## Available data
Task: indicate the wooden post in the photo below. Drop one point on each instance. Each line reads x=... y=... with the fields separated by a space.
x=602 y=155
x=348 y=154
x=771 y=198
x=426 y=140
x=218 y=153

## What to produce
Exactly reproduce every line found in the records.

## Solution for this problem
Task: indicate the wooden post in the photo below. Drop one point on each instance. Each line reads x=... y=... with the fields separated by a space.
x=602 y=155
x=348 y=154
x=771 y=198
x=426 y=140
x=218 y=153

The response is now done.